[Start of section]

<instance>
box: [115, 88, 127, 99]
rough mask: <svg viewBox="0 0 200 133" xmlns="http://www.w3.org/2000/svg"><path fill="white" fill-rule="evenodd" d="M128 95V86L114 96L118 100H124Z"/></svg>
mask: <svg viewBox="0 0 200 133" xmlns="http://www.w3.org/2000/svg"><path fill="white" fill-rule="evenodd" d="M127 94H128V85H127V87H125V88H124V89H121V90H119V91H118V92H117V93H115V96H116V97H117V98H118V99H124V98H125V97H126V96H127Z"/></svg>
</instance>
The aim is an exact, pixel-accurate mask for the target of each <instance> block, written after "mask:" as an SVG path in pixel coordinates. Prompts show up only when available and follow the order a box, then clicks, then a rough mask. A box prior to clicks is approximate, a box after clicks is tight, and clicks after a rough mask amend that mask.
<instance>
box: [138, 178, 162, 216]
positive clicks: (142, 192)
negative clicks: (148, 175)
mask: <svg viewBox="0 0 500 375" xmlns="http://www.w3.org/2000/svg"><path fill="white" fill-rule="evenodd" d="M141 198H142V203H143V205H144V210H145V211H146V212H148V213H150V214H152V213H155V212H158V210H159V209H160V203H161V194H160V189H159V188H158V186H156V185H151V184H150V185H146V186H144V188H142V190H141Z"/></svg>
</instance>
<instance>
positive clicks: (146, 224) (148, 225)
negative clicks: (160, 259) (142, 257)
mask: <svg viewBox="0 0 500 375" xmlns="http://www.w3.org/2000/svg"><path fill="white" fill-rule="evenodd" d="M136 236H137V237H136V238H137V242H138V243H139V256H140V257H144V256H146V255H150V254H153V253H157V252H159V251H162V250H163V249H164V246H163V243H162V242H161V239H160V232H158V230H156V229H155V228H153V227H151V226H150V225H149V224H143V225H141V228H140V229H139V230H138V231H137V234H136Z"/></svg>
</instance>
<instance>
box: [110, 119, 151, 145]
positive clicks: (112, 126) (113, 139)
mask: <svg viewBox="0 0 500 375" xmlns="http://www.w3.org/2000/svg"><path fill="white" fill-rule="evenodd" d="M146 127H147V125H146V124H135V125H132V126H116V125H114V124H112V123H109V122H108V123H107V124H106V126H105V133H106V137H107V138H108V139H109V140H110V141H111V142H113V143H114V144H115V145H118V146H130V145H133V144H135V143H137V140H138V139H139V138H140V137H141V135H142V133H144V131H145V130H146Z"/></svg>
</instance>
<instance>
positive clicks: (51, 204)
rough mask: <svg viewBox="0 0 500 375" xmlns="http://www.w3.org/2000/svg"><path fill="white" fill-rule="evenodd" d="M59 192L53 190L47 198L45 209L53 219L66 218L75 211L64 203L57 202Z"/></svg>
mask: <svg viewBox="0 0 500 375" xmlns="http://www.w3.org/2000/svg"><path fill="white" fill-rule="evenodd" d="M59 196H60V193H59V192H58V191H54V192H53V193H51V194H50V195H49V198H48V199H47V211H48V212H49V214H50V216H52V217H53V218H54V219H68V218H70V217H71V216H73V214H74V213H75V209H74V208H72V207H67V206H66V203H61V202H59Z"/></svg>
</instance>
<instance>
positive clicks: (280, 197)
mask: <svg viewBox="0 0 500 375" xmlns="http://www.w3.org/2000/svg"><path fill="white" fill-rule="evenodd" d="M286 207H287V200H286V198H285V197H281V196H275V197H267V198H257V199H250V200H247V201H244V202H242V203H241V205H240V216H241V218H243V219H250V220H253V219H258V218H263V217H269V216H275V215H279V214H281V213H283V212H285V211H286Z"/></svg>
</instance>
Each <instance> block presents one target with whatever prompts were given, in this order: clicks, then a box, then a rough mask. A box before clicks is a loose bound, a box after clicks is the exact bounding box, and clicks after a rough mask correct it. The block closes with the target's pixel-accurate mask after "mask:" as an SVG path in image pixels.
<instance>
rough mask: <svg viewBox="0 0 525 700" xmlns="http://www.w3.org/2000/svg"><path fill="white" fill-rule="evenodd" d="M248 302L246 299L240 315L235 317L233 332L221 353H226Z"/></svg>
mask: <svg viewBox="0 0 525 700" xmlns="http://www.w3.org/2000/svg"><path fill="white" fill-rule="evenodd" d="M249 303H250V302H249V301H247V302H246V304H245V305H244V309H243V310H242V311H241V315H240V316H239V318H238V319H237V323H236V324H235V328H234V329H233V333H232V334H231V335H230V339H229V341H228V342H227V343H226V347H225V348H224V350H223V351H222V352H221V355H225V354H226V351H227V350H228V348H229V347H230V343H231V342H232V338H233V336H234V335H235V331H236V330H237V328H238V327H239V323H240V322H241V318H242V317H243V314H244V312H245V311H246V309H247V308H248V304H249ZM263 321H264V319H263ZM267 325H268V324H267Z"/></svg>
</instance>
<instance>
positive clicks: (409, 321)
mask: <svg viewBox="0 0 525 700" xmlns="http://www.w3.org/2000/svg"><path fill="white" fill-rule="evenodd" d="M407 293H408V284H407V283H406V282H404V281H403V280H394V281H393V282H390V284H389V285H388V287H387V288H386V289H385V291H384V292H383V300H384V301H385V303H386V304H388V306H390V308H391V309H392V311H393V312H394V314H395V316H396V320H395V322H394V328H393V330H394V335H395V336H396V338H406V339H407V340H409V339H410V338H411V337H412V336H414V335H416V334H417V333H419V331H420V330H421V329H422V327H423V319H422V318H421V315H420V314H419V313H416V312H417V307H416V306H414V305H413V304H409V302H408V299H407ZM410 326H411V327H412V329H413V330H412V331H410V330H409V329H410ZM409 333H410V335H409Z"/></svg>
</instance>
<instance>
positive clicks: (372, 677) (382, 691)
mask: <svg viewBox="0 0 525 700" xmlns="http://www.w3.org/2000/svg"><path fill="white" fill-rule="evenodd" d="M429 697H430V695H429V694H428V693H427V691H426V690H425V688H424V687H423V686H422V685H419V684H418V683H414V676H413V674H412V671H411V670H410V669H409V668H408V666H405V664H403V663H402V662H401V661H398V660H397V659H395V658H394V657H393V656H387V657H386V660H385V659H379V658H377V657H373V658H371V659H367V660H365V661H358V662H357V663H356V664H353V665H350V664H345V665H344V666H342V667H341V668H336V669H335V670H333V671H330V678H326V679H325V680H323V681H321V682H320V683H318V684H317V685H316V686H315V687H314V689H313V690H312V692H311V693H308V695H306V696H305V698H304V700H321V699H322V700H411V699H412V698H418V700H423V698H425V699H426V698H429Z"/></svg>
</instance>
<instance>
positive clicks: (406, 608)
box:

[End of section]

Whenever the word "accurate" shows up in a line of the entries, list that line.

[Result for this task]:
The aim is an exact, pixel-accurate mask for the target of each <instance> block, written after "mask:" as an SVG path in pixel coordinates. Prompts show up only when available and follow the order a box, then clicks, then a rough mask. A box prior to clicks is approximate, a box after clicks is tight, and clicks after a rough mask amend that mask.
Each <instance> block presents one target with whatever prompts were given, in this order: clicks, then a box, then a rough mask. A box before clicks is a loose bound, a box after clicks is the exact bounding box, and clicks after a rough mask correct it. The block closes with the target's pixel-accurate mask after "mask:" as an SVG path in image pixels.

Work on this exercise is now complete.